**Instructions to follow:**
Copy the lines below verbatim.

**Exercise material:**
>> Begin

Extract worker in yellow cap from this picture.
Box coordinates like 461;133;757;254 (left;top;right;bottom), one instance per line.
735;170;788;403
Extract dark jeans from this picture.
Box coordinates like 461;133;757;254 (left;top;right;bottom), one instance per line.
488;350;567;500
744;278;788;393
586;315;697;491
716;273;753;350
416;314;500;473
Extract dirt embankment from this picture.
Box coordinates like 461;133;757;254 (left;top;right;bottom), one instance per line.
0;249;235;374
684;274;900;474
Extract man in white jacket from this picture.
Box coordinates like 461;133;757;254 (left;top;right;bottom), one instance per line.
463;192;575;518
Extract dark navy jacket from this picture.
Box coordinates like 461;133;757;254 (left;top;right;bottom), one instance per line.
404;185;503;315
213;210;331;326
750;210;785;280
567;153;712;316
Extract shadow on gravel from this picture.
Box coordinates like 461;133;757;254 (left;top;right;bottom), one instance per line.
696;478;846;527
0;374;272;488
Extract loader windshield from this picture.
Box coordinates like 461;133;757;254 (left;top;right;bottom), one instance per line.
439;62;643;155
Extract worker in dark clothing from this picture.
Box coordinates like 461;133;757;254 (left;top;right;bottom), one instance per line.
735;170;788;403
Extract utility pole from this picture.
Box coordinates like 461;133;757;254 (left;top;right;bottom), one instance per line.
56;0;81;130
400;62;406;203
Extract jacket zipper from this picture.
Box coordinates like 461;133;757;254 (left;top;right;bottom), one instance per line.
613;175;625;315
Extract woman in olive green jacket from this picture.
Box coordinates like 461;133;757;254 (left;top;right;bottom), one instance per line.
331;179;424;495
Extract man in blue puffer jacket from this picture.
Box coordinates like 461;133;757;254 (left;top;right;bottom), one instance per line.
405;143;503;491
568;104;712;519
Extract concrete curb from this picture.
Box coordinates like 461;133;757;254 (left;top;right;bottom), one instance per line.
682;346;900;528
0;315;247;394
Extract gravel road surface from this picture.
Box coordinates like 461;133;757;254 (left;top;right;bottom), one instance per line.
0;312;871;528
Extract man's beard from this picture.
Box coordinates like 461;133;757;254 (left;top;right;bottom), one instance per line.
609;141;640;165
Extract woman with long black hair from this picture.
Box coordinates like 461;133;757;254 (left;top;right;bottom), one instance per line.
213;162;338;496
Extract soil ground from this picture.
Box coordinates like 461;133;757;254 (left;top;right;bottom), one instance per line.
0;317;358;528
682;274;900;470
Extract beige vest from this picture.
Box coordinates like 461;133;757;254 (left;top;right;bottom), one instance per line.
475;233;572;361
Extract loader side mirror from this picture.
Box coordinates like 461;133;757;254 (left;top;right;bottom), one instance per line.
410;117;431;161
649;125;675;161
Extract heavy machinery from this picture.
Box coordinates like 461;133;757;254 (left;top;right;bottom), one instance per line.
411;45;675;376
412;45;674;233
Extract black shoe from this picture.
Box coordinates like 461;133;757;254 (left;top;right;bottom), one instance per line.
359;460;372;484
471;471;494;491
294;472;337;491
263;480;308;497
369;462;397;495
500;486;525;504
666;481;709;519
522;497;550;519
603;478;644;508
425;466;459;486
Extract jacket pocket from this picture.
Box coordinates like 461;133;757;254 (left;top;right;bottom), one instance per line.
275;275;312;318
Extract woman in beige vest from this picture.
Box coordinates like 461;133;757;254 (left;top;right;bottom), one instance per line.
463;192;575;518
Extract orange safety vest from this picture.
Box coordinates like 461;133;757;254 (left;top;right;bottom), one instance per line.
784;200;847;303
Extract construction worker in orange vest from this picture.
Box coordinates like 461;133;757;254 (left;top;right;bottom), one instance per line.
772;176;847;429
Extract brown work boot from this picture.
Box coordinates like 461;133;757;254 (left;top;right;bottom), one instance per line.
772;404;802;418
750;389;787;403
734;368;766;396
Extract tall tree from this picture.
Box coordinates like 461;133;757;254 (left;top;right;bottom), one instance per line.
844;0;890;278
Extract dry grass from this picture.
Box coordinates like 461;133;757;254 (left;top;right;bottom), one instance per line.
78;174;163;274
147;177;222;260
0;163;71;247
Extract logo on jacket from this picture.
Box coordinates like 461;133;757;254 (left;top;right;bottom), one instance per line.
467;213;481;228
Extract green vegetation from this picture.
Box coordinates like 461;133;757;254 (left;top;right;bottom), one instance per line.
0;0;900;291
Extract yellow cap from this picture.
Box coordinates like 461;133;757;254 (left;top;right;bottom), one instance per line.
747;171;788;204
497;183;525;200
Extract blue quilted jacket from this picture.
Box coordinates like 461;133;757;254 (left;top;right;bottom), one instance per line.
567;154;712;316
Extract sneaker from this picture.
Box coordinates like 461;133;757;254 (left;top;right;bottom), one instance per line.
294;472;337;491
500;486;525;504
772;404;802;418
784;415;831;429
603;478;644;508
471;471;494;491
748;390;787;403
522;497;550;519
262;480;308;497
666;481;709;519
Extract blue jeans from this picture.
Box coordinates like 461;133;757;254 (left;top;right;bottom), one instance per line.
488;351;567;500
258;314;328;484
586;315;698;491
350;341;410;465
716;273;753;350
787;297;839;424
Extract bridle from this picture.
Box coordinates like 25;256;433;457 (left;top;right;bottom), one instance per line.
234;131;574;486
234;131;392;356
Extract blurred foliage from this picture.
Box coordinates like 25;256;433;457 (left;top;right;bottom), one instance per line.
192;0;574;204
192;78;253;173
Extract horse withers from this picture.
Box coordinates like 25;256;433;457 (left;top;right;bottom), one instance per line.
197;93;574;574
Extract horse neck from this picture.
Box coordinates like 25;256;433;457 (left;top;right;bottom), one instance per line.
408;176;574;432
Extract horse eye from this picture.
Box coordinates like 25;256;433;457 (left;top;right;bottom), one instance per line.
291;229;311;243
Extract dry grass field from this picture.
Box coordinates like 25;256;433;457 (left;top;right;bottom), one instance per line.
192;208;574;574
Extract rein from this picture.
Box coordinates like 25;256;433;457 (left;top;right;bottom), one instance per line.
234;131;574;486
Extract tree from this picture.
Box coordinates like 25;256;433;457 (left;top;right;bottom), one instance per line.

>> End

**Reply:**
Extract worker in yellow cap from this picture.
Box coordinates like 461;133;757;254 (left;top;right;bottom), one instance per line.
735;170;788;403
Extract dark jeans from this picture.
Box coordinates like 461;133;757;254 (left;top;right;bottom), one instance per line.
488;350;567;500
744;278;788;393
586;315;697;491
716;273;753;350
416;314;500;473
Extract dirt embankment from this picture.
Box coordinates like 461;133;757;254 (left;top;right;bottom), one instance per line.
0;249;235;374
684;274;900;474
Extract man in white jacket from this picture.
Box coordinates like 461;133;757;254 (left;top;right;bottom), one instance per line.
463;192;575;518
Extract dark navy jacket from this picture.
Box coordinates like 461;133;757;254 (left;top;right;bottom), one instance per line.
404;185;503;315
213;210;331;326
750;210;785;280
567;153;712;316
Extract shadow on gravel from this picture.
Box coordinates like 461;133;757;254 (left;top;right;bottom), one instance per line.
696;478;846;527
0;374;272;488
Extract loader windshield from this picture.
Box coordinates like 461;133;757;254 (left;top;right;bottom), one instance per line.
439;62;643;155
Extract worker in dark clothing from this picture.
Box coordinates like 461;133;757;254 (left;top;right;bottom), one instance per line.
735;170;788;403
Extract utility pole from this picture.
Box coordinates like 461;133;757;254 (left;top;right;bottom), one instance per line.
56;0;81;130
400;62;406;203
Extract jacket zipper from this picture.
Box coordinates like 461;133;757;254 (left;top;right;bottom), one instance per line.
613;175;625;315
Extract woman in olive green jacket from this picture.
Box coordinates like 461;133;757;254 (left;top;right;bottom), one instance per line.
331;179;424;495
Extract man in blue puffer jacket from this picture.
Box coordinates like 461;133;757;254 (left;top;right;bottom), one instance per line.
405;143;503;491
568;104;712;519
Extract concrete curb from this picture.
Box coordinates like 461;133;757;254 (left;top;right;bottom), one instance per line.
682;346;900;528
0;315;247;394
Extract gravel road surface from this picture.
Box coordinates like 461;133;757;254 (left;top;right;bottom), one instance per line.
0;312;871;528
Extract man's beard from this picture.
Box coordinates like 461;133;757;254 (left;top;right;bottom), one instance per line.
609;141;640;165
Extract woman with long black hair from this picture.
Box coordinates like 461;133;757;254 (left;top;right;bottom), one instance per line.
213;162;338;496
Extract soil ground from this picture.
Box coordinates like 461;133;757;254 (left;top;right;bottom), one instance per line.
0;317;358;528
682;274;900;470
Extract beige vest from this picture.
Box coordinates like 461;133;757;254 (left;top;right;bottom), one instance per line.
475;233;572;361
Extract loader side mirror from this picture.
Box coordinates like 461;133;757;254 (left;top;right;bottom), one instance per line.
410;117;431;161
649;125;675;161
Extract heavy machinery from this picture.
Box coordinates like 461;133;757;254 (left;top;right;bottom), one instance per line.
411;45;675;376
412;45;674;233
Extract black shoe from this picture.
Box coordinates like 461;133;757;254 (left;top;right;bottom), one instance per line.
359;460;372;484
471;471;494;491
294;472;337;491
263;480;308;497
369;462;397;495
500;486;525;504
666;481;709;519
522;497;550;519
603;478;644;508
425;466;459;486
Extract jacket pocket from this picture.
Box coordinates like 461;133;757;254 (left;top;right;bottom), one instance per line.
275;275;312;318
Extract woman in beige vest from this picture.
Box coordinates like 461;133;757;254 (left;top;right;bottom), one instance per line.
463;192;575;518
Extract orange safety vest from this picture.
Box coordinates like 461;133;757;254 (left;top;right;bottom), one instance per line.
784;200;847;303
Extract construction worker in orange vest from this picture.
Box coordinates like 461;133;757;254 (left;top;right;bottom), one instance per line.
772;176;847;429
Extract brown work boot from this picture.
Box coordinates like 461;133;757;254 (left;top;right;bottom), one instance per line.
772;404;802;418
750;389;787;403
734;368;766;396
Extract tall tree from this picture.
Box coordinates like 461;133;757;254 (left;top;right;bottom), one instance per line.
844;0;890;278
Extract dry grass from this picture.
Box coordinates like 461;133;757;254 (left;top;right;bottom), one instance per line.
78;174;163;274
147;177;222;260
0;163;71;247
Extract logo on jacket from this picture.
Box coordinates like 461;133;757;254 (left;top;right;bottom), one instance per line.
467;213;481;228
Extract green vegetation from this picture.
Box coordinates like 461;133;757;254 (left;top;right;bottom), one instance per line.
0;0;900;291
Extract yellow cap from this picture.
Box coordinates like 461;133;757;254 (left;top;right;bottom), one instance per line.
747;171;788;204
497;183;525;200
Extract blue quilted jacket from this picture.
Box coordinates like 461;133;757;254 (left;top;right;bottom), one instance per line.
567;154;712;316
Extract sneaker from this picture.
Box coordinates like 461;133;757;254 (left;top;right;bottom), one instance per line.
294;472;337;491
500;486;525;504
772;404;802;418
784;415;831;429
603;478;644;508
471;471;494;491
748;390;787;403
522;497;550;519
262;480;308;497
666;481;709;519
Extract blue jeans from this picture.
Box coordinates like 461;133;757;254 (left;top;right;bottom), one instance per line.
488;351;567;500
258;314;328;484
586;315;698;491
350;341;410;465
716;273;753;350
787;297;839;424
Extract bridle from this picture.
Box coordinates like 25;256;433;457 (left;top;right;bottom), one instance per line.
234;131;574;486
234;131;392;356
Extract blurred foliage from this picture.
Box coordinates like 25;256;433;457 (left;top;right;bottom), one instance per line.
192;0;574;204
192;78;253;173
Extract horse withers from this picture.
Box coordinates like 25;256;433;457 (left;top;right;bottom), one instance per line.
197;93;574;574
Extract horse neck from this picture.
Box coordinates like 25;256;433;457 (left;top;right;bottom), one instance per line.
408;176;574;432
Extract horse eye from this picture.
Box coordinates like 25;256;433;457 (left;top;right;bottom), one instance per line.
291;229;311;243
Extract dry grass field from this picture.
Box coordinates like 25;256;433;457 (left;top;right;bottom), one instance per line.
192;208;574;574
Extract rein from this picture.
Box coordinates like 25;256;433;457 (left;top;right;bottom), one instance per line.
234;131;574;486
Extract tree from this picture.
Box coordinates like 25;256;433;457 (left;top;right;bottom), one instance per line.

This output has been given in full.